- **PROBLEM STATEMENT**
Copy out, word for word, the lines of the material starting at the line containing "Task: locate the door" and ending at the last line of the material.
◇ ◇ ◇ ◇ ◇
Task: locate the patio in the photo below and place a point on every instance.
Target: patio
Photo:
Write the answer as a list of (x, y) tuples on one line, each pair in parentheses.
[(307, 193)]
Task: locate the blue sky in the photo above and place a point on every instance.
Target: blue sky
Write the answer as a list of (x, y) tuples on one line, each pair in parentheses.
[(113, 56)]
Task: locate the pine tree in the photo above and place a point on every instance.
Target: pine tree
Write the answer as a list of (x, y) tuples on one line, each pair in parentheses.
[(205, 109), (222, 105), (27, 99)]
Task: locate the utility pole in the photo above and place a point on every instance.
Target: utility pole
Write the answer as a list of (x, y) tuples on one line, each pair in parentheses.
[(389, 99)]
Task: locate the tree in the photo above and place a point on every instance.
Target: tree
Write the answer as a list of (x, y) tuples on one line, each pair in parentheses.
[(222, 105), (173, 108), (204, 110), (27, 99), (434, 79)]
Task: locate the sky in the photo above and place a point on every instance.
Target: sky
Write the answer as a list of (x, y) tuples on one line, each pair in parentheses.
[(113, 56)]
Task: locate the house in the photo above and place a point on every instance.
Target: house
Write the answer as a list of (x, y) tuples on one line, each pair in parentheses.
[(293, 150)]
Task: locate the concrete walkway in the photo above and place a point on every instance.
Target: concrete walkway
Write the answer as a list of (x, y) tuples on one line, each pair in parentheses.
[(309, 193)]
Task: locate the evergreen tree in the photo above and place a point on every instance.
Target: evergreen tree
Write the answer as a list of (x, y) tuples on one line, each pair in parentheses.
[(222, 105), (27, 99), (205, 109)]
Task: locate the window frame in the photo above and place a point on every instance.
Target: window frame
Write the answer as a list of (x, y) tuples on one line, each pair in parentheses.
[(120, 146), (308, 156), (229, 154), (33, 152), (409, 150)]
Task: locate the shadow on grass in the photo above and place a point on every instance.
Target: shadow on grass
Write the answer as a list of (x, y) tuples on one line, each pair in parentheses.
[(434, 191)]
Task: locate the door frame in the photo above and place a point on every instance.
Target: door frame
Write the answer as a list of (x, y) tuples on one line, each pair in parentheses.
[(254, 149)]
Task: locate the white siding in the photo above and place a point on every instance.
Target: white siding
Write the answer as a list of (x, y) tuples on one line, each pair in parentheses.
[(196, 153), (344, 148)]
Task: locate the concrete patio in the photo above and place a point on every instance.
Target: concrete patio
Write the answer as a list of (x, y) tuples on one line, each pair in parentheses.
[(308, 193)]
◇ ◇ ◇ ◇ ◇
- **EXERCISE SOLUTION**
Task: locate the door frame in the photo above and place a point on every instance.
Target: door frame
Write the answer as a list of (x, y) tuples on one line, each pair in parentheses.
[(254, 149)]
Task: locate the white siding in the photo above and place a point on every instance.
Target: white siding
Write the answer as a list of (x, y) tuples on one line, each pair in parentheses.
[(196, 153), (344, 148)]
Task: locate the concrete patio in the photo above and place a point on every instance.
Target: concrete patio
Write the answer as a list of (x, y) tuples on one line, each pair in parentheses.
[(308, 193)]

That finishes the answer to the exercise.